WHAT IS ASKED -
Please count the lines in the listing below that contain the string "strawberry", treating uppercase and lowercase as different. Reply with the number alone.

ENTRIES -
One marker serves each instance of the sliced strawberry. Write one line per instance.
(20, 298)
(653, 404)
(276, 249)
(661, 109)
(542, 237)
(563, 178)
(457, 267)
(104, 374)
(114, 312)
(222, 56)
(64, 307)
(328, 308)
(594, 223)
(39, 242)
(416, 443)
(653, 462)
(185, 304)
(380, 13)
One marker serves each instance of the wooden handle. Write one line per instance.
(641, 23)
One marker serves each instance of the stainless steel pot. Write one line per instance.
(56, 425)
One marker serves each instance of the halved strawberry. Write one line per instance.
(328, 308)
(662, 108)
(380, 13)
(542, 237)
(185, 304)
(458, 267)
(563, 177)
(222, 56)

--

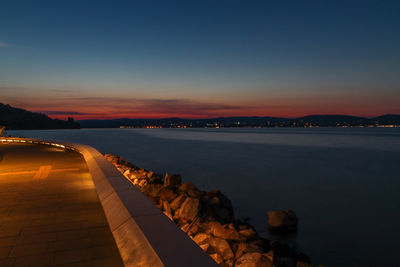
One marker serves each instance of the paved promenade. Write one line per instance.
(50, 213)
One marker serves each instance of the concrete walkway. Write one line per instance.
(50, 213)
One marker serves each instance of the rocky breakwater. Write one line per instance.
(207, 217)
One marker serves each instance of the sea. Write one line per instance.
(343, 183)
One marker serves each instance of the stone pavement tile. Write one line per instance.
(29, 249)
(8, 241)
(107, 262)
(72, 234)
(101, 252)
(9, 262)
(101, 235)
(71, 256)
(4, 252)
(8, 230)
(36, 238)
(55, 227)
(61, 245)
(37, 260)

TASK RESPONSE -
2